§ WHAT YOU HAVE TO DO: Could you return each line below without altering a word?

Stored data entries:

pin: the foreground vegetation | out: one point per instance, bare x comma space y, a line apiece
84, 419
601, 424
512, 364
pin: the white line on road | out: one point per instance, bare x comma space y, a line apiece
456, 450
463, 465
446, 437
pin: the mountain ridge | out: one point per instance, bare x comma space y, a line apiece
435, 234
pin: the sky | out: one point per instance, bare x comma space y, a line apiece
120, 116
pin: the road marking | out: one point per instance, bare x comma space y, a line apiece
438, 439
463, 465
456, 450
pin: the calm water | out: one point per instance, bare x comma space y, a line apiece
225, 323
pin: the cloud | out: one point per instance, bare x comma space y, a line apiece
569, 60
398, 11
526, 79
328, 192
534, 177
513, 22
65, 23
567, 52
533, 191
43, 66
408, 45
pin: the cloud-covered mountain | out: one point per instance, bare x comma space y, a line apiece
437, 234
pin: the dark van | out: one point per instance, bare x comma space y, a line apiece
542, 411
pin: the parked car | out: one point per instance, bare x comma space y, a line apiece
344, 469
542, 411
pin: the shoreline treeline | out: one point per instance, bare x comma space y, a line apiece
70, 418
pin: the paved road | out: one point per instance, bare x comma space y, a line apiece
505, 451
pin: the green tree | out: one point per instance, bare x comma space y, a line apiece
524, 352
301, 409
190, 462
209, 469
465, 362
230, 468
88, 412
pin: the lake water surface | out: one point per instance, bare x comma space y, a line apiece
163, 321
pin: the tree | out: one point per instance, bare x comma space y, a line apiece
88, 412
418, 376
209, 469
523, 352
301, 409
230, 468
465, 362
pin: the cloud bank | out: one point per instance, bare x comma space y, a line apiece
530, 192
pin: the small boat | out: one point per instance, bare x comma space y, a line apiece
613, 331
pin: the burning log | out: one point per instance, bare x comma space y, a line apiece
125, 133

§ ANSWER SECTION:
pin: the foreground vegetation | out: one point per instance, bare x comma space y, a line apiece
84, 419
601, 424
512, 364
pin: the white line on road | out: one point per instance, bare x comma space y, a line apiece
456, 450
463, 465
446, 437
pin: the mountain ridge | out: one point per instance, bare x comma space y, a line apiece
435, 234
pin: the sky | out: one point per instance, bare x comma space y, a line apiece
120, 116
pin: the road marking | out: one point per instance, bare x comma space y, a line apiece
438, 439
463, 465
456, 450
pin: the calm water | out: one point per instance, bare x comma space y, a line apiece
225, 323
pin: the cloud | out: one point per instance, bare x comma space y, a line apiece
569, 60
398, 11
526, 79
328, 192
534, 177
513, 22
65, 23
567, 52
533, 191
43, 66
408, 45
pin: the cloud-covered mountain | out: one point per instance, bare x comma space y, a line apiece
437, 234
pin: the dark van | out: one point per instance, bare x comma space y, a line apiece
542, 411
pin: the parked car | out: one point per instance, bare x comma space y, a line apiece
344, 469
542, 411
pin: the shoreline treeline | out: one point per instance, bare x comma space y, a line apiece
70, 418
pin: the paved road | out: one point per instance, bare x comma space y, a line apiece
505, 451
pin: the green tree | out: one point per instance, bare x comma space y, a line apiece
524, 352
301, 409
190, 462
209, 469
465, 362
230, 468
88, 412
pin: the lake water surface | out: one point per instance, bare x comma space y, a line apiece
163, 321
pin: the tree | out: one point per instance, bare x comma space y, a line apiece
88, 412
418, 376
209, 469
523, 352
301, 409
230, 468
465, 362
pin: the cloud bank | out: one point per instance, bare x comma space y, a line apiece
530, 192
pin: the small boat | out: one point per instance, bare x comma space y, a line apiece
613, 331
pin: the burning log | out: one point per instance, bare x comma space y, a line apiece
125, 133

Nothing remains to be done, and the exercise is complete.